The answer is a stretch of the material below, returned exactly: the line containing "Target: rock jetty", the line containing "Need: a point on every instance of the dark", and all lines between.

- - - - -

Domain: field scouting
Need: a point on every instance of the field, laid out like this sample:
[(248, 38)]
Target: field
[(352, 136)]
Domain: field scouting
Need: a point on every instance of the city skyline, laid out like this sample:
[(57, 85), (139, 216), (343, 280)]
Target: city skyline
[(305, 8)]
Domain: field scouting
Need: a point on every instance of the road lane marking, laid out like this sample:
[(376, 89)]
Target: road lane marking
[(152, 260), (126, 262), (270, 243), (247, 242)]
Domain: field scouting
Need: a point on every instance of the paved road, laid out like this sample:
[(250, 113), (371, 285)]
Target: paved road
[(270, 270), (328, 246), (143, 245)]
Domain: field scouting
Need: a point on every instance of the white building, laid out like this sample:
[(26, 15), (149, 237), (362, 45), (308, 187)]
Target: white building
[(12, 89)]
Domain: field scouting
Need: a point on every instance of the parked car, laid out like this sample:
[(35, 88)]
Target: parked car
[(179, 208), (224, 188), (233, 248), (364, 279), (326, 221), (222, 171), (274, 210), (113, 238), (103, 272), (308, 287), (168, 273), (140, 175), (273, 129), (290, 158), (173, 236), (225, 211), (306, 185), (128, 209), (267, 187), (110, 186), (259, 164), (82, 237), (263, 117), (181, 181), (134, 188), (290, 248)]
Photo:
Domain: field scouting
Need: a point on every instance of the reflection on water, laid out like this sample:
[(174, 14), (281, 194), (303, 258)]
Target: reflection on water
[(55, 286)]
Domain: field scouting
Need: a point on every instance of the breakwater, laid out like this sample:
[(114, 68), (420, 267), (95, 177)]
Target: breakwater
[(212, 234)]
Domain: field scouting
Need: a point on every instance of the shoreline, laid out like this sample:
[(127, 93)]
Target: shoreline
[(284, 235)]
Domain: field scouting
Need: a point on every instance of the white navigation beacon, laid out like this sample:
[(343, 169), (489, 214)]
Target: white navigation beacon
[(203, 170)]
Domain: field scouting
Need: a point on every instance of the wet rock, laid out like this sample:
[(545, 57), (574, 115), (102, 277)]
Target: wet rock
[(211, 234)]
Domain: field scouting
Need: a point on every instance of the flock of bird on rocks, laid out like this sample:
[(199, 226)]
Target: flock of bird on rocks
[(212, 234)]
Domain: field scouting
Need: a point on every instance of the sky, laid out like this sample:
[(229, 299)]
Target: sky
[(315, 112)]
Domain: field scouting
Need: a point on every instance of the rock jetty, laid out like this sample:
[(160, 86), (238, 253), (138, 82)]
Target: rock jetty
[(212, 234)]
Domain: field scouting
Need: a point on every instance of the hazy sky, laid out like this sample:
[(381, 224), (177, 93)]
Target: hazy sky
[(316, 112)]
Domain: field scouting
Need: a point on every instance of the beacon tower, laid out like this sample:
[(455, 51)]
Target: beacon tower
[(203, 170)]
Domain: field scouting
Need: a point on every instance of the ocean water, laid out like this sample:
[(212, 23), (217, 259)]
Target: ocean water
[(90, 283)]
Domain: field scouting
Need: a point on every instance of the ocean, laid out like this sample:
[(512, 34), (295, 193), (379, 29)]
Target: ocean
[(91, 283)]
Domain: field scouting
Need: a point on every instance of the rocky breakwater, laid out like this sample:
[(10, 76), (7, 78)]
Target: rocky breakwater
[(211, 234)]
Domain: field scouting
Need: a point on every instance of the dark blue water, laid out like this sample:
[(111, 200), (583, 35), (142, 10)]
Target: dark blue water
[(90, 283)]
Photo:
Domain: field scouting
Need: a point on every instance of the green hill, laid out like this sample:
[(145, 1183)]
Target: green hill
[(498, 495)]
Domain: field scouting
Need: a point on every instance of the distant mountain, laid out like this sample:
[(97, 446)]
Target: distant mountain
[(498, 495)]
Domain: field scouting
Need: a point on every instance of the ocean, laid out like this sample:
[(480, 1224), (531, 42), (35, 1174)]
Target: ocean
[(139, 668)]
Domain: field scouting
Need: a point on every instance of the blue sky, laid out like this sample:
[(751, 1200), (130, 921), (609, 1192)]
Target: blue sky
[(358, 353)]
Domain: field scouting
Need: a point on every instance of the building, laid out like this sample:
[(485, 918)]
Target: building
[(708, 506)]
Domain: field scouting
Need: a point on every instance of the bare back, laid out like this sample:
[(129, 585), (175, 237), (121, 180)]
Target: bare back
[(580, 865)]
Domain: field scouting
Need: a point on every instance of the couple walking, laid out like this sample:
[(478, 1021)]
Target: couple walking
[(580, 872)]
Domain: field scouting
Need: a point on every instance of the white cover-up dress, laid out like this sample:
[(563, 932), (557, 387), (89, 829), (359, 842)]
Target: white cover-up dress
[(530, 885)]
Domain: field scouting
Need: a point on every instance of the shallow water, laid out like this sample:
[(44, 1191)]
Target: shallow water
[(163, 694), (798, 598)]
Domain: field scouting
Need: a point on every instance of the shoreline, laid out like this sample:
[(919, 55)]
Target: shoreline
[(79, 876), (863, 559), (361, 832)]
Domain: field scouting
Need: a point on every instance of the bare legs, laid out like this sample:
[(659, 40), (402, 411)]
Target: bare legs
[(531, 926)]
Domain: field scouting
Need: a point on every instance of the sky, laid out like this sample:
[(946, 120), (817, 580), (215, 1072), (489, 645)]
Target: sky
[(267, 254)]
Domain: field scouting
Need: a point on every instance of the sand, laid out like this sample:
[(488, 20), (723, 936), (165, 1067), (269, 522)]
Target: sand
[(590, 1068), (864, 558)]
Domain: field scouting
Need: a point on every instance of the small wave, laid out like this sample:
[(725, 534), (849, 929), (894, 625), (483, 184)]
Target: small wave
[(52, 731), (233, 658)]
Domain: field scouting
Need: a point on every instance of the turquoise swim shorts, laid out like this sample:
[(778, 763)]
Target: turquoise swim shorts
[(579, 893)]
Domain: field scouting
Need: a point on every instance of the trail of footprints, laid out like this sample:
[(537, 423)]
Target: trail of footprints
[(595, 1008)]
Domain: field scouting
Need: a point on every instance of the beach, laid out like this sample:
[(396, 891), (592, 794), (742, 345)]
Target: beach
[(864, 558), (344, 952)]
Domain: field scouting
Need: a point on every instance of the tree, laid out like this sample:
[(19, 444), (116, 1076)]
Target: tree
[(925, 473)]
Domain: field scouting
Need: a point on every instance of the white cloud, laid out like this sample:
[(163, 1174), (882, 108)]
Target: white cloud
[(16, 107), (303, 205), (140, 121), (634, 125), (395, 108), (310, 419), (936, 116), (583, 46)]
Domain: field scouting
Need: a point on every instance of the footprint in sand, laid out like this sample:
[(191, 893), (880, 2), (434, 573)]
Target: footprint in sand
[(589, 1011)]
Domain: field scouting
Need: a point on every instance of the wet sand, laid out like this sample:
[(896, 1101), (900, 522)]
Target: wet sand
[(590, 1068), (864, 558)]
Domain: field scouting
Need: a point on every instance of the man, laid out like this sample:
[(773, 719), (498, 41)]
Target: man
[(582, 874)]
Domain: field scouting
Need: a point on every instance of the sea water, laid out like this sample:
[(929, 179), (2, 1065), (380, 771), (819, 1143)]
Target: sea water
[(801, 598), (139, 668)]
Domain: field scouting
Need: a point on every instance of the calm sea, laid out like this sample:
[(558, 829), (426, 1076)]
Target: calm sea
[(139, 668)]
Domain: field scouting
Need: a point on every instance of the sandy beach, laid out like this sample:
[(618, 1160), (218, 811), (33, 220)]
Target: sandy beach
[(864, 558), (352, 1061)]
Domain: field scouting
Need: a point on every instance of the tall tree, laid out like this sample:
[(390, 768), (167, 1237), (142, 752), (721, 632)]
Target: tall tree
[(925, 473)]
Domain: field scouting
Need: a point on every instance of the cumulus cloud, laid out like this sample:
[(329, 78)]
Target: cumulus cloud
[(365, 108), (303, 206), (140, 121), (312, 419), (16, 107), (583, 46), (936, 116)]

- - - - -

▸ **SOLUTION TO THE PROBLEM**:
Target: rock jetty
[(212, 234)]
Domain: field scouting
Need: a point on every instance of the hazy sky, laid out like this sample:
[(381, 224), (177, 93)]
Target: hazy sky
[(316, 112)]
Domain: field scouting
Need: a point on every instance of the beacon tower, laid out like this sample:
[(455, 51)]
Target: beacon tower
[(203, 170)]
Domain: field scouting
Need: a point on every instance of the ocean water, laid out like this sample:
[(212, 23), (217, 259)]
Target: ocean water
[(90, 283)]
Domain: field scouting
Need: a point on every instance of the ocean, laid out like this sample:
[(512, 34), (295, 193), (379, 29)]
Target: ocean
[(91, 283)]
Domain: field scouting
Need: a point on every instance of the rocky breakwater, laid out like this sample:
[(10, 76), (7, 78)]
Target: rocky breakwater
[(211, 234)]
Domain: field scouting
Need: a point on every instance of the dark blue water, laid out like this sample:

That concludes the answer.